Where does Motivation go?

Did you ever wonder where the motivation to garden goes in the summertime?

We all start out the gardening season full of ideas and energy and Motivation.

On the first warm day of spring, we grab our little friend Motivation, roll up our sleeves and dig in once again.  We hold hands with Motivation and walk around the garden,  together marveling how the soil is so soft and crumbly and smells just as we remembered it smelling.

We take Motivation with us to the garden centers and buy plants by the flats and load up our trunks and trucks with mulch and top soil. We can hardly wait to take it all home and transform our garden, with Motivation's help, once again.

We are just so productive with Motivation by our side.  We can hardly stand it to turn dark at the end of the day and force us back inside until another dawn and another day of gardening.

Then one day, it happens.  Motivation disappears.  It's hot. There are mosquitoes. Motivation doesn't like hot and mosquitoes.  Motivation gets discouraged, too, because not everything turns out as we thought it would.

We think occasionally we ought to go look for Motivation in the summertime and see if we can get it to help us do a little weeding, but then we go for a few weeks without rain.  We know that even if we find it, Motivation will whine and try to convince us to wait until it rains before we weed and may even suggest the bigger weeds will be easier to see and pull out.

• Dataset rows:
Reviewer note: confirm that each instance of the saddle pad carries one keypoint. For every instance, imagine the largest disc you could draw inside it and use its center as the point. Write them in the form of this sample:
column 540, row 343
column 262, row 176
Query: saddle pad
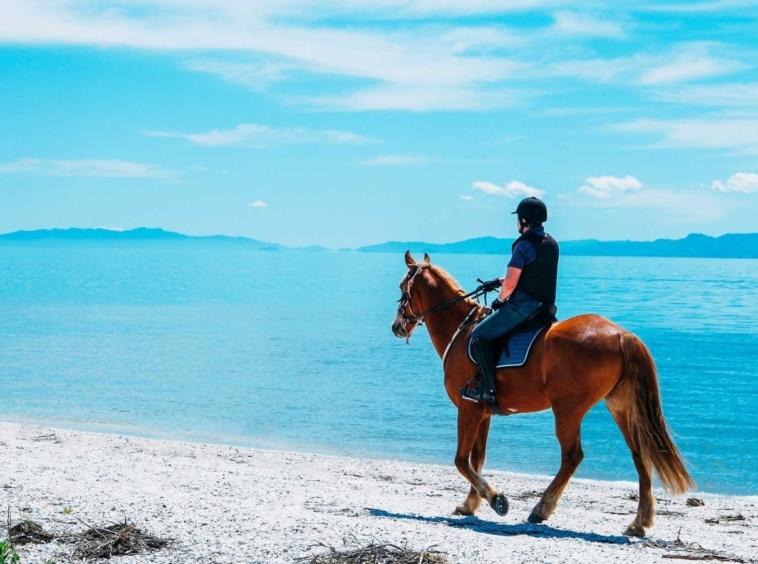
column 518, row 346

* * *

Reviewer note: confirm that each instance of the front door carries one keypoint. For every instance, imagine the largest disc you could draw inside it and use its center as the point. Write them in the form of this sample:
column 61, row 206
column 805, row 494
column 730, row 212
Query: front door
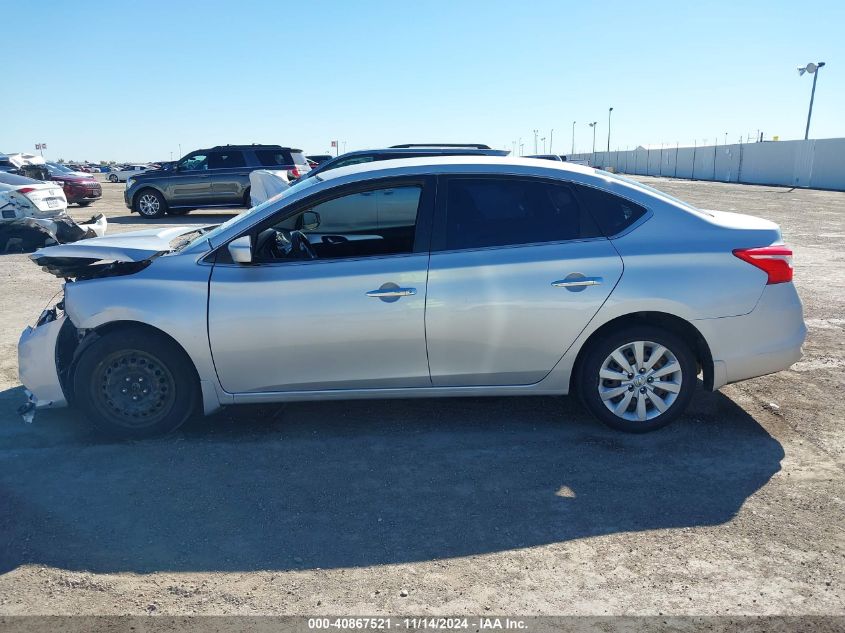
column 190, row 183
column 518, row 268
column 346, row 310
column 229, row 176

...

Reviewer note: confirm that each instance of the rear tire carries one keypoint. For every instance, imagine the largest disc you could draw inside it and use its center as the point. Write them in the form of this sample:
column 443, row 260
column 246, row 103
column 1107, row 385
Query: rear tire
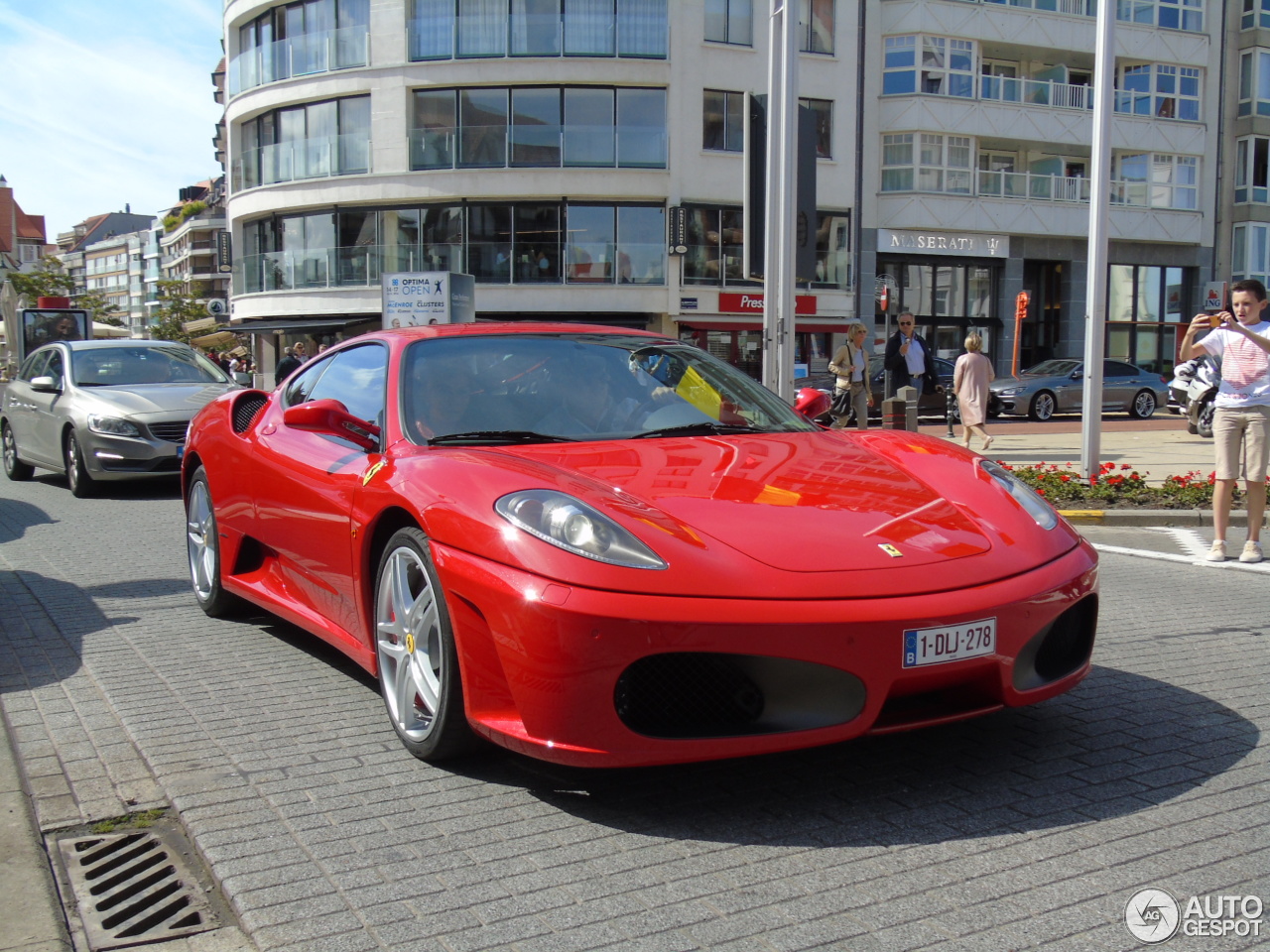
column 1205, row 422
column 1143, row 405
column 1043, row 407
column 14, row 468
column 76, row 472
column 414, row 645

• Exercise goal:
Update the piece on gardening motivation from "We think occasionally" up to and including "and pull out.", putting "pruning" in place of "weeding". Work only from the piece on gardening motivation.

• Written answer:
We think occasionally we ought to go look for Motivation in the summertime and see if we can get it to help us do a little pruning, but then we go for a few weeks without rain.  We know that even if we find it, Motivation will whine and try to convince us to wait until it rains before we weed and may even suggest the bigger weeds will be easier to see and pull out.